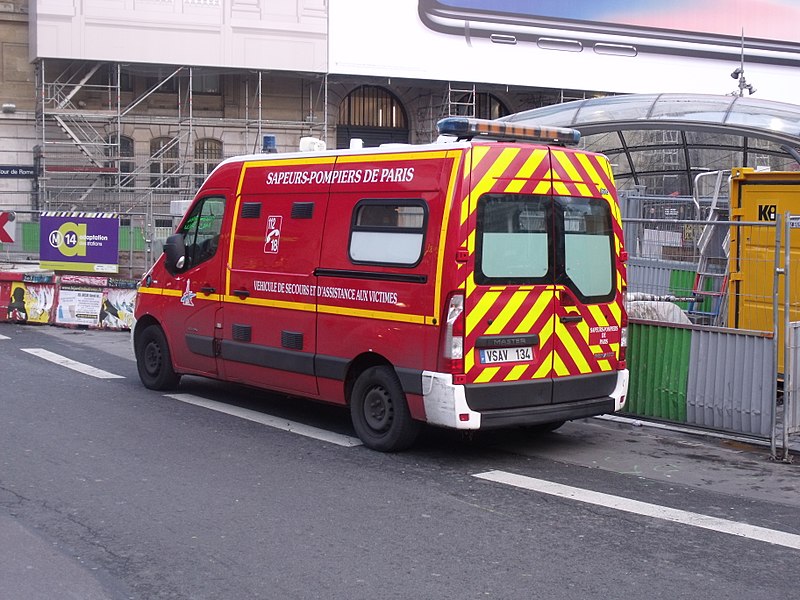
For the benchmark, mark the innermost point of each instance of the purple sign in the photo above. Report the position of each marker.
(87, 242)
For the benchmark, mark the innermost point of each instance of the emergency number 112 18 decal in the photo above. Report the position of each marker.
(272, 237)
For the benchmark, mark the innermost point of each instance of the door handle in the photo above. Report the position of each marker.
(571, 318)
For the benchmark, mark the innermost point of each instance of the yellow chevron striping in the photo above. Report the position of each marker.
(509, 310)
(539, 307)
(526, 171)
(469, 361)
(487, 375)
(487, 182)
(569, 345)
(475, 315)
(516, 373)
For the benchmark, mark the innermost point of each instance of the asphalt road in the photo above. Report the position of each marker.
(108, 490)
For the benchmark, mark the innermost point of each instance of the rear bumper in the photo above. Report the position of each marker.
(446, 404)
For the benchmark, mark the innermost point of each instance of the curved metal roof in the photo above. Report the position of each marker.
(661, 141)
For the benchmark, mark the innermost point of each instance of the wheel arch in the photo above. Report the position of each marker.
(358, 365)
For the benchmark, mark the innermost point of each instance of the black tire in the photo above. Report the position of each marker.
(545, 427)
(380, 412)
(154, 362)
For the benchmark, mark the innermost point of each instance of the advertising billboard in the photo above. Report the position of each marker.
(86, 242)
(605, 45)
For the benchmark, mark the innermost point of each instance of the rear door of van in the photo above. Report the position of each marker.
(542, 305)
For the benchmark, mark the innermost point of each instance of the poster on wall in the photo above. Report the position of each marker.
(116, 311)
(606, 45)
(30, 302)
(85, 242)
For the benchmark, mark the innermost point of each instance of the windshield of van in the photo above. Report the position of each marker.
(526, 239)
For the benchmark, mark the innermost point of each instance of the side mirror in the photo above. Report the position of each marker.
(174, 253)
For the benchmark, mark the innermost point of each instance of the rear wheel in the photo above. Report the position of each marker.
(380, 412)
(154, 362)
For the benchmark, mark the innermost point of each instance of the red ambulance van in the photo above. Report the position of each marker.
(471, 284)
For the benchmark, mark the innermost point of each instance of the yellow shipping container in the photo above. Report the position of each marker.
(761, 196)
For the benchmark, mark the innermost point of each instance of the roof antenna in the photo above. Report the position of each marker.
(738, 73)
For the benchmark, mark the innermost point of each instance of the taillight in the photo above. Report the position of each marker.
(453, 350)
(623, 340)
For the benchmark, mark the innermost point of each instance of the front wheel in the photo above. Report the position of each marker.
(380, 412)
(154, 361)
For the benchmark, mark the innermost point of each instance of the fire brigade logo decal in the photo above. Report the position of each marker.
(272, 238)
(188, 295)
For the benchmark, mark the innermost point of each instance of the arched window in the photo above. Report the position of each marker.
(117, 156)
(373, 114)
(207, 155)
(126, 167)
(164, 162)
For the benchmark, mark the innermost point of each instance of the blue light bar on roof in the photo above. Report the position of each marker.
(466, 128)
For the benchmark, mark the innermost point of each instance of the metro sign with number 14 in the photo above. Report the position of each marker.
(7, 227)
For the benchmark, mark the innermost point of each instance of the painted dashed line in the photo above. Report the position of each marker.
(268, 420)
(71, 364)
(762, 534)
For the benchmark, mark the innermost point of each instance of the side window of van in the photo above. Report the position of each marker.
(201, 230)
(388, 232)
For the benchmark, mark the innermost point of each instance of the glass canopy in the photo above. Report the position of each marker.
(659, 143)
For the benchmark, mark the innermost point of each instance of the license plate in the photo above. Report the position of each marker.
(500, 355)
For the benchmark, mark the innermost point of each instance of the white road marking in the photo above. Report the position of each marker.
(71, 364)
(771, 536)
(268, 420)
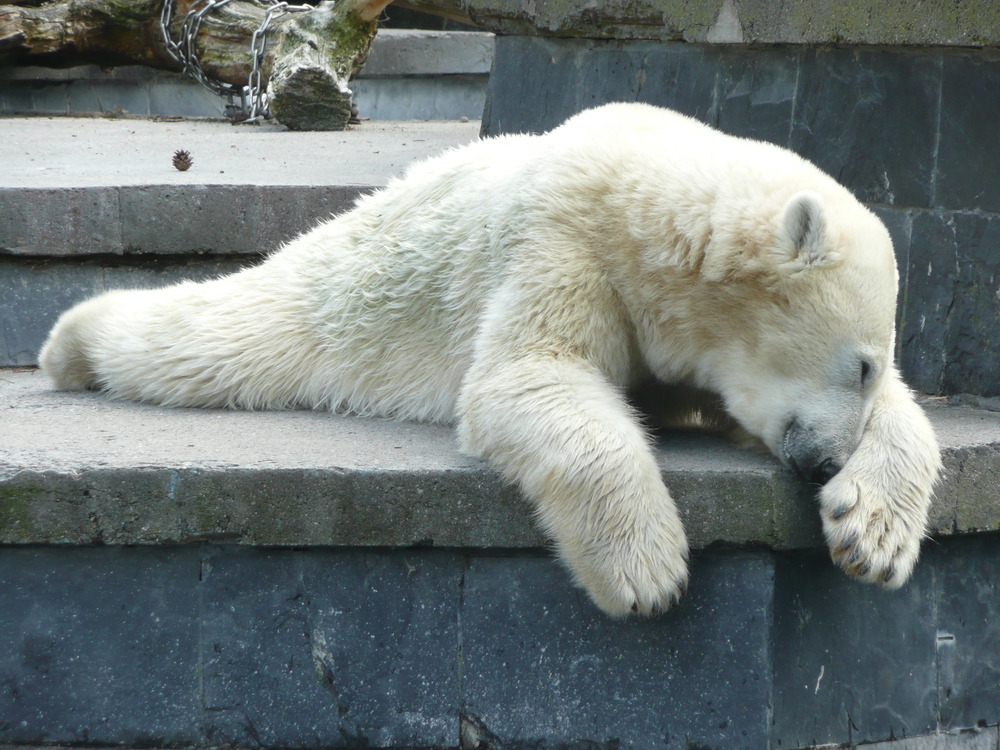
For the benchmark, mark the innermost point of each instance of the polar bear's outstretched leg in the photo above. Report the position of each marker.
(566, 436)
(875, 509)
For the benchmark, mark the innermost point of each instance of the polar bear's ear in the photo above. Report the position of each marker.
(802, 242)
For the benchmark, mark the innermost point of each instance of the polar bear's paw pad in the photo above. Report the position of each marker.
(871, 537)
(636, 585)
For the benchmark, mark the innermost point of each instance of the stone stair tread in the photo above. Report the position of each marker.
(82, 468)
(73, 152)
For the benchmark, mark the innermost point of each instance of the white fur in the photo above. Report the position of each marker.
(520, 284)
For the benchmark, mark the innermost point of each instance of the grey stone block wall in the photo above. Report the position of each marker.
(911, 131)
(213, 645)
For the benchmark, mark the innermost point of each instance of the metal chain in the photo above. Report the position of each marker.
(184, 52)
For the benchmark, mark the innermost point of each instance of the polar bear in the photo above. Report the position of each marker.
(520, 285)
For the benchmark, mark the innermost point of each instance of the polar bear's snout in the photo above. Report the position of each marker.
(805, 454)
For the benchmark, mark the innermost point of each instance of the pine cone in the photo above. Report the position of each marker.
(183, 160)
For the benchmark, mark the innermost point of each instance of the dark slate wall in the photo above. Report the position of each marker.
(912, 132)
(215, 645)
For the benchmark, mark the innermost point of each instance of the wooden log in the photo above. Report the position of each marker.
(308, 61)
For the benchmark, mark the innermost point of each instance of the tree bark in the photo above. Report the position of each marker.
(308, 60)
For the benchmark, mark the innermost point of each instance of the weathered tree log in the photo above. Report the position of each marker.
(308, 60)
(456, 10)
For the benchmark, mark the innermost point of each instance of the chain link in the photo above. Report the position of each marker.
(253, 105)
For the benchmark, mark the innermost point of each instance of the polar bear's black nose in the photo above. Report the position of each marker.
(826, 471)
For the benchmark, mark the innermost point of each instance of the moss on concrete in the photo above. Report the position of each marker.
(16, 519)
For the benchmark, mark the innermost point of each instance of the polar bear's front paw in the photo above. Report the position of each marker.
(625, 577)
(872, 534)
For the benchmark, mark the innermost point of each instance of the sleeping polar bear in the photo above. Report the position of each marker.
(518, 286)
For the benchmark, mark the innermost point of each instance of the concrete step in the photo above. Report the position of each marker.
(78, 468)
(91, 204)
(300, 580)
(182, 577)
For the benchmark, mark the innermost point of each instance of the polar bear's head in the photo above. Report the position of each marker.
(817, 340)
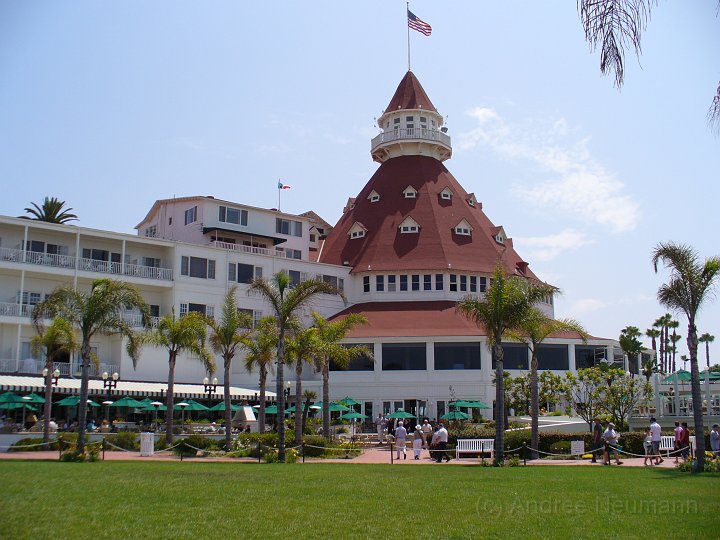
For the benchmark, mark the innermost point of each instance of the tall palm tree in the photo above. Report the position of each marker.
(51, 211)
(186, 334)
(98, 312)
(59, 337)
(302, 347)
(504, 307)
(286, 302)
(330, 334)
(261, 345)
(533, 331)
(227, 338)
(690, 286)
(653, 334)
(707, 339)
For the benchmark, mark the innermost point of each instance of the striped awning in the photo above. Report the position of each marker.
(17, 383)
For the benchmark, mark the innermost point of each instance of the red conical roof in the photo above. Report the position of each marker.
(436, 247)
(410, 95)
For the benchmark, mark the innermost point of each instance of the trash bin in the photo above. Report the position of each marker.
(147, 444)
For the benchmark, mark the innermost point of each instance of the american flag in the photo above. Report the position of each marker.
(416, 24)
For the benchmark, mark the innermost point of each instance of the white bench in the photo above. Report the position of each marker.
(475, 446)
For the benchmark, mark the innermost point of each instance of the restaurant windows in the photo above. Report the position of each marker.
(450, 356)
(404, 356)
(198, 267)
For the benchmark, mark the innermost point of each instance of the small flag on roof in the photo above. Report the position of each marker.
(417, 24)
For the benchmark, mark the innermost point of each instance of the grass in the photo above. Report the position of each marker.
(243, 500)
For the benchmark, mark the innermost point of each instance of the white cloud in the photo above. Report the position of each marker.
(577, 185)
(547, 248)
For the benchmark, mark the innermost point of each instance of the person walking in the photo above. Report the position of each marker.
(401, 440)
(442, 437)
(656, 432)
(597, 438)
(610, 437)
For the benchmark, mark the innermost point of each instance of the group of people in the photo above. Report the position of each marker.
(425, 436)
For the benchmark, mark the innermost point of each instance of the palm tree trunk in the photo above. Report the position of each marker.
(326, 398)
(48, 400)
(298, 400)
(499, 405)
(534, 404)
(228, 411)
(697, 398)
(170, 399)
(82, 406)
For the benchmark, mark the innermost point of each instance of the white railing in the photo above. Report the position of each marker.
(10, 309)
(248, 249)
(413, 133)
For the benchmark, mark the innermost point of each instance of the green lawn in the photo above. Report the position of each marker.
(243, 500)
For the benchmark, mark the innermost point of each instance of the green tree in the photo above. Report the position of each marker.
(329, 335)
(261, 346)
(59, 337)
(533, 331)
(614, 25)
(99, 311)
(286, 302)
(227, 339)
(51, 211)
(186, 334)
(504, 307)
(707, 339)
(632, 346)
(690, 286)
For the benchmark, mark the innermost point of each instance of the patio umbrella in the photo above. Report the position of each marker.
(127, 401)
(455, 415)
(33, 398)
(401, 414)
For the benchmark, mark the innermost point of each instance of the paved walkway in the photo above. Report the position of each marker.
(369, 455)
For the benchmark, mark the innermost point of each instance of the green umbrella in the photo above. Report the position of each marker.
(127, 401)
(33, 398)
(221, 407)
(455, 415)
(353, 416)
(401, 414)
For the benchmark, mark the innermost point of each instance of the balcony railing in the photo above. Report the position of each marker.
(423, 134)
(87, 265)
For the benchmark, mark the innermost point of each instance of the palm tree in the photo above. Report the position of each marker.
(329, 335)
(505, 306)
(653, 334)
(227, 338)
(707, 339)
(179, 335)
(261, 345)
(690, 286)
(98, 312)
(535, 329)
(58, 337)
(51, 211)
(302, 346)
(286, 302)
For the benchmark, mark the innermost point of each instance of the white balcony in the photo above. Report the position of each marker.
(86, 265)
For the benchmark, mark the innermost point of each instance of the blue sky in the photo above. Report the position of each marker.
(112, 105)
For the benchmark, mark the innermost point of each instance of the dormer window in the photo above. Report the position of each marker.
(357, 231)
(463, 228)
(409, 226)
(410, 193)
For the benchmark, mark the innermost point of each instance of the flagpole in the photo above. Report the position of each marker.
(407, 9)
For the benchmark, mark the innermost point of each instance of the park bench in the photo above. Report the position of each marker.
(475, 446)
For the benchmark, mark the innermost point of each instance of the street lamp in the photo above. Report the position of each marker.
(210, 388)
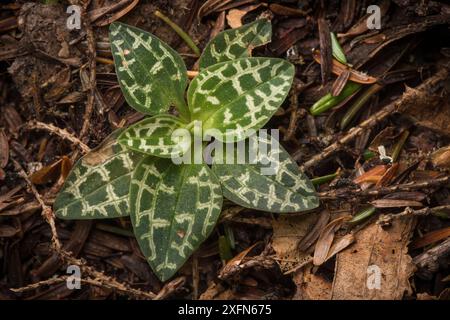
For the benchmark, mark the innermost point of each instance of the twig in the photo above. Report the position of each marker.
(386, 219)
(429, 259)
(346, 192)
(179, 31)
(92, 54)
(408, 97)
(47, 212)
(64, 134)
(39, 284)
(102, 280)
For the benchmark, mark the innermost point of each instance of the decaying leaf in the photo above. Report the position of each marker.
(441, 157)
(98, 185)
(234, 16)
(377, 266)
(311, 286)
(323, 244)
(338, 68)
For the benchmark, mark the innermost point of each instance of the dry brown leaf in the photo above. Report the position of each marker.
(47, 174)
(234, 16)
(237, 260)
(431, 237)
(340, 244)
(432, 112)
(373, 175)
(7, 231)
(393, 203)
(313, 235)
(441, 157)
(4, 149)
(376, 249)
(281, 10)
(325, 240)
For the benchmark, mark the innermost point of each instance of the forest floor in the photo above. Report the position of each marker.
(382, 230)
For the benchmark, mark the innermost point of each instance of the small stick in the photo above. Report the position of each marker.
(179, 31)
(408, 97)
(345, 192)
(47, 212)
(92, 54)
(63, 133)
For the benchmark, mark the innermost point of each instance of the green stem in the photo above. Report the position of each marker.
(399, 145)
(183, 110)
(328, 101)
(364, 214)
(359, 103)
(179, 31)
(323, 179)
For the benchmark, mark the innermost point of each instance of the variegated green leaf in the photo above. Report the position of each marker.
(239, 95)
(174, 208)
(236, 43)
(151, 74)
(98, 185)
(283, 189)
(154, 136)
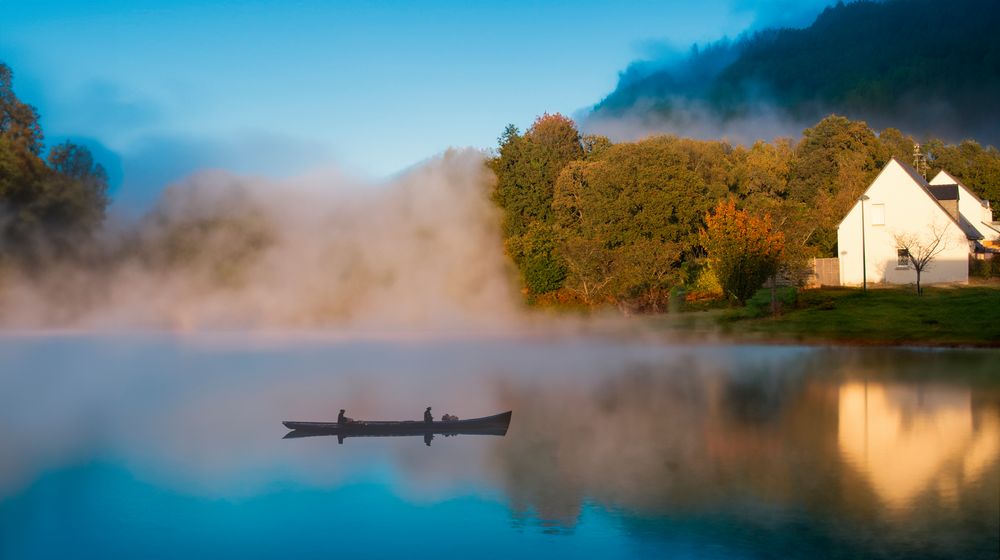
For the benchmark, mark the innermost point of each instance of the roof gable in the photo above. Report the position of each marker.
(924, 187)
(945, 178)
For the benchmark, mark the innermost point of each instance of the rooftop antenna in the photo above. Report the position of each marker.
(919, 160)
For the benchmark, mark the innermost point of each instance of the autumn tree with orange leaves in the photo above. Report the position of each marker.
(744, 249)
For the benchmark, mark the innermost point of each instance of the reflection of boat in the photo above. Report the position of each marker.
(486, 426)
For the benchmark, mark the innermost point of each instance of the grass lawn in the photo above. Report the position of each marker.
(945, 316)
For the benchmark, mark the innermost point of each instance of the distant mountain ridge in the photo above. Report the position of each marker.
(925, 66)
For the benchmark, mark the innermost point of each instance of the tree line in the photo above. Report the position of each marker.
(588, 221)
(53, 201)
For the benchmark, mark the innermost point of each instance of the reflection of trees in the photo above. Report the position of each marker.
(687, 442)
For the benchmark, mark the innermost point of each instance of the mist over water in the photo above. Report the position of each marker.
(615, 449)
(422, 251)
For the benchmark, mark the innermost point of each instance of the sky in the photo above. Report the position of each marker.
(161, 89)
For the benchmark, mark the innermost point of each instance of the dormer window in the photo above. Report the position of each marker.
(878, 214)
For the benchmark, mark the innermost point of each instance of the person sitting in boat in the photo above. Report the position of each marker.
(341, 419)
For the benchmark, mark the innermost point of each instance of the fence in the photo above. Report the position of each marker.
(826, 272)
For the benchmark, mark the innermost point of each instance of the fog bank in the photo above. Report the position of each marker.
(219, 251)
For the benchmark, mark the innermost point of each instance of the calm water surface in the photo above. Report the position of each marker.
(171, 447)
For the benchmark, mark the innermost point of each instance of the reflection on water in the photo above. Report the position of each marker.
(615, 449)
(912, 439)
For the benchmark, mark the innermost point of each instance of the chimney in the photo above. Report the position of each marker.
(951, 206)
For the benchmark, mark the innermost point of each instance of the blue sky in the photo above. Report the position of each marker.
(160, 89)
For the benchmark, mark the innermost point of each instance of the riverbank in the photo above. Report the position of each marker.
(943, 316)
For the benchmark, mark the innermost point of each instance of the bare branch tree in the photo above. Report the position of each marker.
(922, 249)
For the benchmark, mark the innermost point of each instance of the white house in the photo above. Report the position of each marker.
(900, 207)
(972, 208)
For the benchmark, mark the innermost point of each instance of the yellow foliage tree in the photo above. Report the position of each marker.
(743, 249)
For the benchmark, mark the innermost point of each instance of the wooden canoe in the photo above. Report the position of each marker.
(487, 425)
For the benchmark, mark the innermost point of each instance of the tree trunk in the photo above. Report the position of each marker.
(774, 298)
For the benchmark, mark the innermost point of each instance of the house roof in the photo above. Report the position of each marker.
(944, 192)
(970, 232)
(968, 191)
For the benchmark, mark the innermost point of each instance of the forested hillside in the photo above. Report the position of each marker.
(592, 222)
(51, 201)
(924, 66)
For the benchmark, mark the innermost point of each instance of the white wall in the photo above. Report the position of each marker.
===
▶ Your objective:
Give back exactly the lines from the one containing "the yellow foliage" to the end of the material, both ends included.

▶ Exercise solution:
For the benchmark, mark the innermost point of each instance of the yellow foliage tree in the photo above. Report the position of each marker.
(743, 249)
For the benchmark, mark the innermost point of each instance of the wooden canoe in the photo above. Report the position of each marker.
(487, 425)
For the benchmark, mark the innermost point of each instance of the tree trunk in the photo above. Report the position of each marker.
(774, 298)
For the benchmark, mark the innermost point of each instance of the house roof in the photo above. Report the position of each marker.
(944, 192)
(970, 232)
(968, 191)
For the benchmark, mark the innermost point of each instance of the forested hillside in the photo above. Report the position of each marker.
(592, 222)
(51, 201)
(924, 66)
For the benchmark, mark the innermost point of each instance of the white wall in the photo above. Report the position of each marker.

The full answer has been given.